In the passage on instruction pipelining, at which stage does the processor usually learn whether a branch will be taken?

- **READING PASSAGE**
□ □ □ □ □
Pipelining is useful when a procedure can be divided into stages. Instruction processing fits into that category. The job of retrieving an instruction from memory, figuring out what it does, and doing it are separate steps we usually lump together when we talk about executing an instruction. The number of steps varies, depending on whose processor you are using, but for illustration, let’s say there are five:
- Instruction fetch: The processor fetches an instruction from memory.
- Instruction decode: The instruction is recognized or decoded.
- Operand Fetch: The processor fetches the operands the instruction needs. These operands may be in registers or in memory.
- Execute: The instruction gets executed.
- Writeback: The processor writes the results back to wherever they are supposed to go —possibly registers, possibly memory.
- Will be entering the operand fetch stage as instruction
- enters instruction decode stage and instruction
- starts instruction fetch, and so on.
Our pipeline is five stages deep, so it should be possible to get five instructions in flight all at once. If we could keep it up, we would see one instruction complete per clock cycle.
Simple as this illustration seems, instruction pipelining is complicated in real life. Each step must be able to occur on different instructions simultaneously, and delays in any stage have to be coordinated with all those that follow. In [Figure 2] we see three instructions being executed simultaneously by the processor, with each instruction in a different stage of execution.
For instance, if a complicated memory access occurs in stage three, the instruction needs to be delayed before going on to stage four because it takes some time to calculate the operand’s address and retrieve it from memory. All the while, the rest of the pipeline is stalled. A simpler instruction, sitting in one of the earlier stages, can’t continue until the traffic ahead clears up.
Now imagine how a jump to a new program address, perhaps caused by an if statement, could disrupt the pipeline flow. The processor doesn’t know an instruction is a branch until the decode stage. It usually doesn’t know whether a branch will be taken or not until the execute stage. As shown in [Figure 3], during the four cycles after the branch instruction was fetched, the processor blindly fetches instructions sequentially and starts these instructions through the pipeline.
If the branch “falls through,” then everything is in great shape; the pipeline simply executes the next instruction. It’s as if the branch were a “no-op” instruction. However, if the branch jumps away, those three partially processed instructions never get executed. The first order of business is to discard these “in-flight” instructions from the pipeline. It turns out that because none of these instructions was actually going to do anything until its execute stage, we can throw them away without hurting anything (other than our efficiency). Somehow the processor has to be able to clear out the pipeline and restart the pipeline at the branch destination.
□ □ □ □ □
- **PROVIDED DATA**
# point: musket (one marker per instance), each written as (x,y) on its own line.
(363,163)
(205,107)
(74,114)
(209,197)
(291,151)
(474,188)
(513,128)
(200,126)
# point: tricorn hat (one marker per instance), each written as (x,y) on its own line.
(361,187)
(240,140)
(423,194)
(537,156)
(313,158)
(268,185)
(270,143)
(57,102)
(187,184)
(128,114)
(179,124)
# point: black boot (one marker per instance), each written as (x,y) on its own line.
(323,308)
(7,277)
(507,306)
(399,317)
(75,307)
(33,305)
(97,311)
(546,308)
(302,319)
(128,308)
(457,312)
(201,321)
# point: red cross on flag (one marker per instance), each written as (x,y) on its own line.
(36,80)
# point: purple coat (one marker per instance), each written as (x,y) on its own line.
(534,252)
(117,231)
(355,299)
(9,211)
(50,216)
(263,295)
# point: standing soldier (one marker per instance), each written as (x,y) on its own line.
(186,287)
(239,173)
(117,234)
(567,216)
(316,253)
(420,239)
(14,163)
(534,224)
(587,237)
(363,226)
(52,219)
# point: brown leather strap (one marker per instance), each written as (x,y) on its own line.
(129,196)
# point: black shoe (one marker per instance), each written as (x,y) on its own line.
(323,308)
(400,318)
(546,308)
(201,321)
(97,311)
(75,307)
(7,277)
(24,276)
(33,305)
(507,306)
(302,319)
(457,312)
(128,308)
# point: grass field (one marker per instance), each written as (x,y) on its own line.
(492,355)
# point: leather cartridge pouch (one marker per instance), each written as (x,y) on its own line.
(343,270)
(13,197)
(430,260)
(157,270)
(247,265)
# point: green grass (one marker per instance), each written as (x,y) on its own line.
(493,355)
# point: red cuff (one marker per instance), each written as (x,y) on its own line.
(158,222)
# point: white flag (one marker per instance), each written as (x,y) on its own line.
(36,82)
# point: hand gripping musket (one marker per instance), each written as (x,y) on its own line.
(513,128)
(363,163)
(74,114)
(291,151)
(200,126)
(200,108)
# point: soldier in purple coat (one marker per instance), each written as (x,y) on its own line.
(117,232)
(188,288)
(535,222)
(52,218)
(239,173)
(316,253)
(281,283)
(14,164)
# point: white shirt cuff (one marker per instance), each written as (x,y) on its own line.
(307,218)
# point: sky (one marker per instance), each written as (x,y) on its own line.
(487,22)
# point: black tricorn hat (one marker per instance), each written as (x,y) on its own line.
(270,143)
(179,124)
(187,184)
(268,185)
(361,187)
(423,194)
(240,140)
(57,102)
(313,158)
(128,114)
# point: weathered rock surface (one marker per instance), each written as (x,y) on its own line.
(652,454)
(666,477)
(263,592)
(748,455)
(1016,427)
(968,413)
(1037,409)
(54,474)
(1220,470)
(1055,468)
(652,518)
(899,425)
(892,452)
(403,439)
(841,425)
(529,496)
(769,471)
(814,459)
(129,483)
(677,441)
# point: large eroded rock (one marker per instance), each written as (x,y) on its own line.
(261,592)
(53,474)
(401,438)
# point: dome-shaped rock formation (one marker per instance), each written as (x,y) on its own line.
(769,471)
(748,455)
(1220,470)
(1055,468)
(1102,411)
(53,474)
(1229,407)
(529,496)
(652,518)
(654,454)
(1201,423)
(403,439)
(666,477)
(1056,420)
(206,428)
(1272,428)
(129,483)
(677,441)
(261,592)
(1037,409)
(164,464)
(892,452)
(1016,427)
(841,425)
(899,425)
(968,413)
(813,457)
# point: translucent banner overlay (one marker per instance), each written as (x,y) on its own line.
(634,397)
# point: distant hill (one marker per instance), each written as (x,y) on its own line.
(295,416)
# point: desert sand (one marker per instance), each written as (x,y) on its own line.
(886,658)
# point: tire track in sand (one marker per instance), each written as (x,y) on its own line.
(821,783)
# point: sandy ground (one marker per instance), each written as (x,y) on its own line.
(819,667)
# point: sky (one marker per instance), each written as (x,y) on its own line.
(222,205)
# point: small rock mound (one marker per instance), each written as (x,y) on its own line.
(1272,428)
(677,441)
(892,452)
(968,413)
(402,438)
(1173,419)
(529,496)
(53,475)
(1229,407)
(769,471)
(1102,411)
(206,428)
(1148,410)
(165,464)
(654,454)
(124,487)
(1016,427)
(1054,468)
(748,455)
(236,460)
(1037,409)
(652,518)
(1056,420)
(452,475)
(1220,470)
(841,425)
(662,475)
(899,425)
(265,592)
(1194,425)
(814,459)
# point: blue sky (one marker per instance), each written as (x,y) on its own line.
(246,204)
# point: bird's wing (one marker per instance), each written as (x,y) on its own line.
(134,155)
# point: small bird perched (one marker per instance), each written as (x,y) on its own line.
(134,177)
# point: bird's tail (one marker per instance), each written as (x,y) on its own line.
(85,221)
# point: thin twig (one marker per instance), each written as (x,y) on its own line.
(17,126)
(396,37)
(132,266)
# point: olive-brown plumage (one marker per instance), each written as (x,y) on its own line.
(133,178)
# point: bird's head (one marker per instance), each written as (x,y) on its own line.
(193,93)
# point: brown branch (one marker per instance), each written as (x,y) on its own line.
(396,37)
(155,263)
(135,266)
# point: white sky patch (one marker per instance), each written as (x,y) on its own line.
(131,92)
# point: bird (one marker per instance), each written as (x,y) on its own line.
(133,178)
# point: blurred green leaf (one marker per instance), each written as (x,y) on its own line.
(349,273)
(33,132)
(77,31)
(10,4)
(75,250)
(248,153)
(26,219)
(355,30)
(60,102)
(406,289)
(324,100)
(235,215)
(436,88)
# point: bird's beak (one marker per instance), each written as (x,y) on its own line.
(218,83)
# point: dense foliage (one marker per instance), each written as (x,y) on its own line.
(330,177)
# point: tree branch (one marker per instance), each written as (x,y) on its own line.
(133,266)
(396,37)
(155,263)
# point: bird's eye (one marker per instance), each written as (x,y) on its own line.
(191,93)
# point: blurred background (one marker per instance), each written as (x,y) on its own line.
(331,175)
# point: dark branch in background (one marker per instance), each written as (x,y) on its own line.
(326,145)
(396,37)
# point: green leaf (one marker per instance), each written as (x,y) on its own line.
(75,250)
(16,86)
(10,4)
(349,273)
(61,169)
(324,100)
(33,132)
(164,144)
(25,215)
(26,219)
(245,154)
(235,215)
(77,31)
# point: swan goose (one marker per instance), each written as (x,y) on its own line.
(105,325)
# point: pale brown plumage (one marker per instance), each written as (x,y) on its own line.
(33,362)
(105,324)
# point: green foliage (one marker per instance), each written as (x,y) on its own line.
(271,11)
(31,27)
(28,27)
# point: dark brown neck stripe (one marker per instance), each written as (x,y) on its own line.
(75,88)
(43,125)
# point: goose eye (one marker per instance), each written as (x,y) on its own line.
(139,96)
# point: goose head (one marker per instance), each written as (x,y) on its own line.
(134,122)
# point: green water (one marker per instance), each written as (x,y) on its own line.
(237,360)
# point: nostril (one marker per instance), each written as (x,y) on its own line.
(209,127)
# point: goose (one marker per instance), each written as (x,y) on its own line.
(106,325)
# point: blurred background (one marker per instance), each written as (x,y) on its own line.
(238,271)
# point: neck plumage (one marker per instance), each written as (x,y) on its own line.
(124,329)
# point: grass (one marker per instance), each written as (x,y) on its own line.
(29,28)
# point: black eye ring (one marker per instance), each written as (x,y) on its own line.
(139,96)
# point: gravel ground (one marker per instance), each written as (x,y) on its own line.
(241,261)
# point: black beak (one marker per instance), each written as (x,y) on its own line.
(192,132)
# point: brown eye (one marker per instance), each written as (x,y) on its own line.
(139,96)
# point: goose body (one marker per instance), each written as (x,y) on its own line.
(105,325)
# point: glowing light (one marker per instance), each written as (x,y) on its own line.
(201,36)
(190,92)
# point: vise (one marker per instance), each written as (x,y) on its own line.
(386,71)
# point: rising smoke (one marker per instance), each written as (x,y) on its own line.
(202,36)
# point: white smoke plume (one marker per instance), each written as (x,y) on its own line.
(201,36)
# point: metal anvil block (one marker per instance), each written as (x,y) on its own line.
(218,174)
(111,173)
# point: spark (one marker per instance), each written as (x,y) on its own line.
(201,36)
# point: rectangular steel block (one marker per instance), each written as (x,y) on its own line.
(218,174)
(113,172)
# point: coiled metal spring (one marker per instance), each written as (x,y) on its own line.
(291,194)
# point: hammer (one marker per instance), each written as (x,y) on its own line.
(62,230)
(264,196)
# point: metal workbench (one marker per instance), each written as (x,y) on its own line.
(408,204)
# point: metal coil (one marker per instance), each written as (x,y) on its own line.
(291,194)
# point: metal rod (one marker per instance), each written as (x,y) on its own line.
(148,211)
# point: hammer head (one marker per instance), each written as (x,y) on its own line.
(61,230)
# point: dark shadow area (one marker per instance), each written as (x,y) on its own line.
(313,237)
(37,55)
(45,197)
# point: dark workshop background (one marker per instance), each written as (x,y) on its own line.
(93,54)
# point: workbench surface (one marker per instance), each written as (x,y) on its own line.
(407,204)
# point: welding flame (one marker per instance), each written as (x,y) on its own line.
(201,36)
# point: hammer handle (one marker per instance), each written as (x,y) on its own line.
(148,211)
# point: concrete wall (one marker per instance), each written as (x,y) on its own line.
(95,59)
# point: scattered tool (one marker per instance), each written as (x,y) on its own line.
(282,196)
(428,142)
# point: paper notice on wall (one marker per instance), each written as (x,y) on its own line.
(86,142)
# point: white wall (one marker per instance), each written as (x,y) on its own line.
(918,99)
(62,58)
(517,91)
□ □ □ □ □
- **COMPLETED TASK**
The execute stage.